# Given instruction
Look in the data below for the line that contains "wheel, written as integer pixel values.". Copy that line and the remaining lines exactly.

# Position annotation records
-------

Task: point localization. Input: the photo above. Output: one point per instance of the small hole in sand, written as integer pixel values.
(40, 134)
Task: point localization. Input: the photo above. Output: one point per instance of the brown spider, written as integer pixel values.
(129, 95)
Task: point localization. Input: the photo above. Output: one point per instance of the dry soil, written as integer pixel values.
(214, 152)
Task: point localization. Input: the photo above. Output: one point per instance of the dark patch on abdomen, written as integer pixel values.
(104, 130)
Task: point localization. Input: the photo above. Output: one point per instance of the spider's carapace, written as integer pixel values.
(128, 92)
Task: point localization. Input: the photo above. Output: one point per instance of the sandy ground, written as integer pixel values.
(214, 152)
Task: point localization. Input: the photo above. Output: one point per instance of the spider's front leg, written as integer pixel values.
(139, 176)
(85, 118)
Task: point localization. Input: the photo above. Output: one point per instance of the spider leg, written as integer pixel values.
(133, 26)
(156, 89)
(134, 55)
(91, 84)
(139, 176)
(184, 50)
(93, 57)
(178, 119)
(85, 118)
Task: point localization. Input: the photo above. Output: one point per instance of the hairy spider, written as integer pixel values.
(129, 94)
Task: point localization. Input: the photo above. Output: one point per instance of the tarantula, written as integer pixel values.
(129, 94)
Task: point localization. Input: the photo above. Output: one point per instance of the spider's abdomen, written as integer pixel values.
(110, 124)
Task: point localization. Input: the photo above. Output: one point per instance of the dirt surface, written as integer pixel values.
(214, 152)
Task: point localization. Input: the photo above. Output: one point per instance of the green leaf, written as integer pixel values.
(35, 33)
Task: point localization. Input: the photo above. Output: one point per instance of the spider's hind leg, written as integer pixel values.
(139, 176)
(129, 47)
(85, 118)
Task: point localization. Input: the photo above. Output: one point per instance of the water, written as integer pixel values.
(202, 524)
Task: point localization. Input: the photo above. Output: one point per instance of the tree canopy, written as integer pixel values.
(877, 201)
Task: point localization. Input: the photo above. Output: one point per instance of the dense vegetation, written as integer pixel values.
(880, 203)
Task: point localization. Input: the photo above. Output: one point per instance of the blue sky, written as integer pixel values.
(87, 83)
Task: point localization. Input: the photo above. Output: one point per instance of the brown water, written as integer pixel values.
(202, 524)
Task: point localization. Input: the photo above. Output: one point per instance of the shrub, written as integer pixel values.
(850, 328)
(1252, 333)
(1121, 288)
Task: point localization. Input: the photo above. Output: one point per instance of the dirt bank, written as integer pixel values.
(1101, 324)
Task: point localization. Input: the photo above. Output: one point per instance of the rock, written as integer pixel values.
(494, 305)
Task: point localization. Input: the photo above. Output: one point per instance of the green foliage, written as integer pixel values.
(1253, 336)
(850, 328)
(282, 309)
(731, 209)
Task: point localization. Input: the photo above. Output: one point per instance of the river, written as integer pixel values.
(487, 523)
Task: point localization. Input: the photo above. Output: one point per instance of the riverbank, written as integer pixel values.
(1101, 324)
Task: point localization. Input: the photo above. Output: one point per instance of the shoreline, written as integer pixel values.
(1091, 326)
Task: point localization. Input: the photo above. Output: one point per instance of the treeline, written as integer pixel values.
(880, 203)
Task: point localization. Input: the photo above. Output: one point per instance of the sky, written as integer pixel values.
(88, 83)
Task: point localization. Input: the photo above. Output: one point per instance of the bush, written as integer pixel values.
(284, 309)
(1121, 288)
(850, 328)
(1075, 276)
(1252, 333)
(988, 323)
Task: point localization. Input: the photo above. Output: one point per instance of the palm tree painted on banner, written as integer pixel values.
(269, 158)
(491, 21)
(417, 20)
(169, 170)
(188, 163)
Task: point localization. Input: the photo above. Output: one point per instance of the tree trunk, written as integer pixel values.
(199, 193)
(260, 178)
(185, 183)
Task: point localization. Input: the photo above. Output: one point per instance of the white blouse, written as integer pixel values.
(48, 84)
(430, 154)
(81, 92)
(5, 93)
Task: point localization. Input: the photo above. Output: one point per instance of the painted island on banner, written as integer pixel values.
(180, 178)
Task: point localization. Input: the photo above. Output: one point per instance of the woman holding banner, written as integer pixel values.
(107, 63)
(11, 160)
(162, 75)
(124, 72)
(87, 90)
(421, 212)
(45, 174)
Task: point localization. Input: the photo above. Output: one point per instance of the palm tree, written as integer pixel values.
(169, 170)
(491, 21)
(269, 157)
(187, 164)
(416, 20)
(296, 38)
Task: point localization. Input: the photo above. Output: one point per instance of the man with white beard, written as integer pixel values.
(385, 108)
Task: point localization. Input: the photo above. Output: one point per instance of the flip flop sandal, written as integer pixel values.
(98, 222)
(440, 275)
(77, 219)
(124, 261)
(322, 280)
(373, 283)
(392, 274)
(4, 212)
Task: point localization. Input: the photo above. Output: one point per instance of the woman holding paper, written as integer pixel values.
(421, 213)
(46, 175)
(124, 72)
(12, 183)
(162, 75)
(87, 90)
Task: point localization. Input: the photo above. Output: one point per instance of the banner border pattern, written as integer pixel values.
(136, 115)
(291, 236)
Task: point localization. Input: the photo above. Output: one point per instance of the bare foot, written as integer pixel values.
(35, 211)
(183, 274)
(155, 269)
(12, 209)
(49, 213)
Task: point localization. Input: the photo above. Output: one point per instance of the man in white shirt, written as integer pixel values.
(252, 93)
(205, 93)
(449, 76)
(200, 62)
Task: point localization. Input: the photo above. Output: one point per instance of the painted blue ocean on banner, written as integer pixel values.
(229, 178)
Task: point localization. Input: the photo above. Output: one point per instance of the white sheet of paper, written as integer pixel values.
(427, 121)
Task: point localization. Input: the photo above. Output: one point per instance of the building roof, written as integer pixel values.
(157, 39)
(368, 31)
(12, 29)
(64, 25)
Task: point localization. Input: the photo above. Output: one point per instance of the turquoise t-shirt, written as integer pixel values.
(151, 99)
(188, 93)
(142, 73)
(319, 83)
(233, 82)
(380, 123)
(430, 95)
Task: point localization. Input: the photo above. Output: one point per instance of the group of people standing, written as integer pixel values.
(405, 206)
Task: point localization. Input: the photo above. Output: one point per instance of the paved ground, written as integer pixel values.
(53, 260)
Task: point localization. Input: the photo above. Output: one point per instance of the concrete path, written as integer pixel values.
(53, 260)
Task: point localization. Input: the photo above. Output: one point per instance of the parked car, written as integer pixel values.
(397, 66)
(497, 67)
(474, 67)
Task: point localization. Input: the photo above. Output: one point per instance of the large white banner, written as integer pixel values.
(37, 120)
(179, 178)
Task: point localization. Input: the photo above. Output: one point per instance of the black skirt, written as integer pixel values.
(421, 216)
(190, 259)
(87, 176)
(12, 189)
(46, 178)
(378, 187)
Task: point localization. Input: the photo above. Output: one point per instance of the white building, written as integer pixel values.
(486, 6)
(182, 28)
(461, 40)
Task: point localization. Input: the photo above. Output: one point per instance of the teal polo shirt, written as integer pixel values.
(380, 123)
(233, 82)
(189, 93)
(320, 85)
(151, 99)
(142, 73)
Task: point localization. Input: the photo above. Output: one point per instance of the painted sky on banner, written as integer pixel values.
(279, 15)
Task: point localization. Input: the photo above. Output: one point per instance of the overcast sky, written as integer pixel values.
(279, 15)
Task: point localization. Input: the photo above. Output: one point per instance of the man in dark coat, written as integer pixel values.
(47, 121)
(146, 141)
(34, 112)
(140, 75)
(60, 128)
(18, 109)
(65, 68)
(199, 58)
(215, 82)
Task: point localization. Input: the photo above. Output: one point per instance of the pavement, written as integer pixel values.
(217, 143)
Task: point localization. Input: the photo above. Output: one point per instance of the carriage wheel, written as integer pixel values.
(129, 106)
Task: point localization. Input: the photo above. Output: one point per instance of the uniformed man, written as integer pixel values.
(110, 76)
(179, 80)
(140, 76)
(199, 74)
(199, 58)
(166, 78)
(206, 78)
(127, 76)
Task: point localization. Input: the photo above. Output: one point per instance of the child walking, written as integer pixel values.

-------

# Problem solution
Task: point localization. Input: the photo above. Output: one point per instance of the carriage wheel, written as integer pixel values.
(129, 106)
Task: point localization. Input: the photo above. Output: one point per instance of the uniformed man, written as integer pixel values.
(110, 76)
(179, 80)
(140, 76)
(199, 74)
(199, 58)
(166, 78)
(206, 78)
(127, 76)
Task: point localization. Input: the photo above. Output: one point per instance of the child walking, written as integer pixel values.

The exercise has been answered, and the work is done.